The task: Please edit the listing below so that every "Segment" becomes "Outline", with nothing else changed. Leave the pictures out of your answer.

################

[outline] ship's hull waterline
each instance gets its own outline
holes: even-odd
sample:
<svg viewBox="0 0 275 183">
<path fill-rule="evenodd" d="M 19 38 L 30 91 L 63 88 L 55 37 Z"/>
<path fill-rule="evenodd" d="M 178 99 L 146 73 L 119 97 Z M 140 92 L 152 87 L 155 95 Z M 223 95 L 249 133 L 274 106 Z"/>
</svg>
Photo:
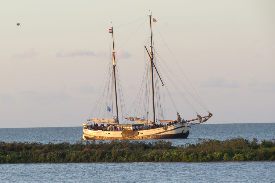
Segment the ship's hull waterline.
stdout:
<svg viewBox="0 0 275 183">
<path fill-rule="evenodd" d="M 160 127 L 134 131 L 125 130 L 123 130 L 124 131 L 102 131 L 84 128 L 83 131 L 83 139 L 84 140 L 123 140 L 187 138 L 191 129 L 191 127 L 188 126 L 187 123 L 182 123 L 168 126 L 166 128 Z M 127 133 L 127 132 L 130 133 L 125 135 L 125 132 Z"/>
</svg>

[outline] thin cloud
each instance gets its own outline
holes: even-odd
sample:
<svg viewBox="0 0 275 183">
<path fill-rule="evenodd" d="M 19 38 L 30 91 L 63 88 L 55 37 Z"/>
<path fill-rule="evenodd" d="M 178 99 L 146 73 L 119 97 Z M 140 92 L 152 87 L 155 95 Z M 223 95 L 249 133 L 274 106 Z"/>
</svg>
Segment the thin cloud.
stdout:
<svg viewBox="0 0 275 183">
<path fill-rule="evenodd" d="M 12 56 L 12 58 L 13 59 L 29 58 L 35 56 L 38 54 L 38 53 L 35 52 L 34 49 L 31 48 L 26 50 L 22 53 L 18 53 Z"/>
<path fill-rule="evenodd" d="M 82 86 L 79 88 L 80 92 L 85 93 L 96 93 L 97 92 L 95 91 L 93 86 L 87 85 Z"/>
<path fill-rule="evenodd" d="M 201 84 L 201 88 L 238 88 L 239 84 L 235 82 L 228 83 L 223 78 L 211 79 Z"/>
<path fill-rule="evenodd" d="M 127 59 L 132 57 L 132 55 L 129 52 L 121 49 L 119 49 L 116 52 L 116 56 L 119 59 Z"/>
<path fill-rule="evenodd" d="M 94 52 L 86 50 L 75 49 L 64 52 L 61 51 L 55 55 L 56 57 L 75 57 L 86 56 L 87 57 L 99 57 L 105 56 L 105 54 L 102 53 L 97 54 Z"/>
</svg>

################

Response to this exercise:
[outline] ship's hull waterline
each instance gets its own outline
holes: even-odd
sample:
<svg viewBox="0 0 275 183">
<path fill-rule="evenodd" d="M 19 38 L 30 91 L 63 88 L 55 37 Z"/>
<path fill-rule="evenodd" d="M 178 99 L 146 73 L 119 97 Z M 140 92 L 152 87 L 155 95 Z M 223 95 L 249 133 L 274 106 Z"/>
</svg>
Photo:
Outline the ship's hull waterline.
stdout:
<svg viewBox="0 0 275 183">
<path fill-rule="evenodd" d="M 160 127 L 134 131 L 125 130 L 123 130 L 124 131 L 102 131 L 84 128 L 83 131 L 83 139 L 84 140 L 123 140 L 187 138 L 191 129 L 191 127 L 188 126 L 187 123 L 182 123 L 168 126 L 166 128 Z M 127 133 L 127 132 L 130 133 L 125 135 L 125 132 Z"/>
</svg>

[outline] thin cloud
each instance gets its own outline
holes: even-odd
sample:
<svg viewBox="0 0 275 183">
<path fill-rule="evenodd" d="M 19 38 L 30 91 L 63 88 L 55 37 Z"/>
<path fill-rule="evenodd" d="M 178 99 L 146 73 L 119 97 Z M 140 92 L 152 87 L 155 95 Z M 223 95 L 249 133 L 274 106 Z"/>
</svg>
Outline the thin cloud.
stdout:
<svg viewBox="0 0 275 183">
<path fill-rule="evenodd" d="M 12 56 L 12 58 L 13 59 L 29 58 L 35 56 L 38 54 L 38 53 L 35 52 L 34 49 L 31 48 L 26 50 L 22 53 L 18 53 Z"/>
<path fill-rule="evenodd" d="M 82 86 L 79 88 L 80 92 L 85 93 L 96 93 L 97 92 L 95 91 L 93 86 L 87 85 Z"/>
<path fill-rule="evenodd" d="M 201 84 L 201 88 L 238 88 L 239 84 L 235 82 L 228 83 L 223 78 L 211 79 Z"/>
<path fill-rule="evenodd" d="M 127 59 L 132 57 L 132 55 L 129 52 L 121 49 L 119 49 L 116 52 L 116 56 L 119 59 Z"/>
<path fill-rule="evenodd" d="M 94 52 L 86 50 L 75 49 L 64 52 L 61 51 L 55 55 L 56 57 L 75 57 L 86 56 L 87 57 L 99 57 L 105 56 L 105 54 L 102 53 L 97 54 Z"/>
</svg>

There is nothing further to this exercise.